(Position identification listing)
/---

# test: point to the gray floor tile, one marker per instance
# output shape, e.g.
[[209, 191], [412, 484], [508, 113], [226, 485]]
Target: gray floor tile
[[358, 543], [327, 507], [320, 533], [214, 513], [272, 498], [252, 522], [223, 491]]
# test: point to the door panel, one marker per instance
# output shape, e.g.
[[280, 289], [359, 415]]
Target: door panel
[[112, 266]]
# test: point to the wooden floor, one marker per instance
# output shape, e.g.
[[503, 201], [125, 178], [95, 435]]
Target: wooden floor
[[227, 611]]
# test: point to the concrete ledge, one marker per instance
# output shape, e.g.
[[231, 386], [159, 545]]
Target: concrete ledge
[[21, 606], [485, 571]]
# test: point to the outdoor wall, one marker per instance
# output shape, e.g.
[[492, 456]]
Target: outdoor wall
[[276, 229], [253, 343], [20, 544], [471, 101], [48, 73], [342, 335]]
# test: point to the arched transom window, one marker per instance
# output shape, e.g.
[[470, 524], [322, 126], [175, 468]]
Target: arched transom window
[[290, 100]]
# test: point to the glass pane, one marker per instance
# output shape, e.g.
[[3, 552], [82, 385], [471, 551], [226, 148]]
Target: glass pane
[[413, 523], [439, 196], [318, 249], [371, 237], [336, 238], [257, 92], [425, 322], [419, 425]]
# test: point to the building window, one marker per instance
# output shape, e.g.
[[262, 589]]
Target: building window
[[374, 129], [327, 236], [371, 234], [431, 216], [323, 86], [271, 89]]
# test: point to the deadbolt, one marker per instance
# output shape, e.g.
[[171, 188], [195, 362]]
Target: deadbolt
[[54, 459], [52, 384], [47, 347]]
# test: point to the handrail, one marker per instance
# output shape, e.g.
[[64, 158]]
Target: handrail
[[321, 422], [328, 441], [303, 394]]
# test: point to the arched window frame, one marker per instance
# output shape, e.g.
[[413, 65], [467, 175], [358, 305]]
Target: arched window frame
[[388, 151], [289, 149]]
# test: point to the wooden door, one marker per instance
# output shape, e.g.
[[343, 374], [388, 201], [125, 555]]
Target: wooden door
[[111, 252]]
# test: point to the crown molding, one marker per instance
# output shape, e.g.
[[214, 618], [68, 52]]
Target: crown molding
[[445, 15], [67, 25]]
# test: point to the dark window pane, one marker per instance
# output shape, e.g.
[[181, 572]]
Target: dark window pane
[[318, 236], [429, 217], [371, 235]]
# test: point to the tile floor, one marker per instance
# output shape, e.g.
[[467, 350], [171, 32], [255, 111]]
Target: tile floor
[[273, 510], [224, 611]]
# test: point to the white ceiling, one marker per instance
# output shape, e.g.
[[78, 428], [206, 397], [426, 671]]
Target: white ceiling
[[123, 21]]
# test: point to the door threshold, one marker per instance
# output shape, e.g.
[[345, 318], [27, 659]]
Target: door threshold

\---

→ **TASK GOAL**
Copy the entire listing above line for line, without changing anything.

→ **TASK ANSWER**
# test: point to the gray floor tile, one marker per instance
# output shape, e.g.
[[209, 191], [412, 484], [508, 113], [226, 485]]
Target: gray floor tile
[[358, 543], [327, 507], [320, 533], [214, 513], [272, 498], [252, 522], [223, 491]]
# test: point to the door panel, one marker per instance
# output shape, e.g.
[[280, 289], [359, 415]]
Target: door panel
[[112, 266]]
# test: point to the wooden floor, one marker per instance
# output shape, e.g.
[[503, 201], [125, 178], [95, 435]]
Target: wooden floor
[[227, 611]]
# test: point to the concrete ledge, one marker per instance
# output shape, e.g.
[[231, 386], [159, 545]]
Target: concrete ledge
[[21, 606], [485, 571]]
# test: point to the outdoor wall, one marker per instance
# output shape, e.g.
[[492, 456]]
Target: outdoor wall
[[276, 229], [253, 343], [20, 544], [471, 101], [48, 73], [342, 335]]
# test: point to the arched transom window, one marker per instance
# output shape, e.g.
[[470, 524], [322, 126], [175, 468]]
Target: arched transom window
[[290, 100]]
# test: point to the glass pane, one marker per instance
# output shape, e.g.
[[3, 552], [82, 385], [471, 551], [226, 148]]
Target: glass pane
[[413, 523], [439, 196], [318, 249], [371, 237], [336, 238], [257, 92], [425, 322], [419, 425]]
# test: point to the building window, one marker per instance
# output shape, e.g.
[[262, 589]]
Target: building window
[[374, 129], [327, 236], [371, 234], [431, 216], [323, 86], [271, 89]]
# test: point to the deadbolt, one marker per instance
# output shape, e.g.
[[171, 188], [195, 362]]
Target: deadbolt
[[54, 459], [52, 384], [47, 347]]
# test: point to the handrail, one marker per instance
# output shape, e.g.
[[64, 158]]
Target: handrail
[[321, 422], [328, 441], [303, 394]]
# test: point to the arched window frame, one marker per instance
# output shape, e.g.
[[413, 65], [467, 175], [358, 305]]
Target: arched window frame
[[388, 151], [289, 149]]
# test: point to the wooden door, one marker per instance
# output shape, e.g.
[[343, 374], [388, 201], [125, 555]]
Target: wooden door
[[111, 252]]
# test: point to the crown molding, one marker per instance
# output shape, e.g.
[[214, 618], [68, 52]]
Target: crown molding
[[445, 15], [67, 25]]
# test: point to the dark window pane, one marker per instance
# output shape, e.g.
[[181, 572]]
Target: dark window pane
[[318, 236], [429, 217], [371, 235]]
# test: point to the tile floor, one marker per instance
# output shape, e.g.
[[467, 350], [171, 32], [255, 111]]
Target: tile floor
[[273, 510], [224, 611]]
# test: point to the white ceiling, one marker per instance
# output shape, e.g.
[[78, 428], [206, 397], [426, 671]]
Target: white ceiling
[[123, 21]]
# test: point to the door threshold, one marker per instance
# output shape, e.g.
[[345, 318], [27, 659]]
Target: door threshold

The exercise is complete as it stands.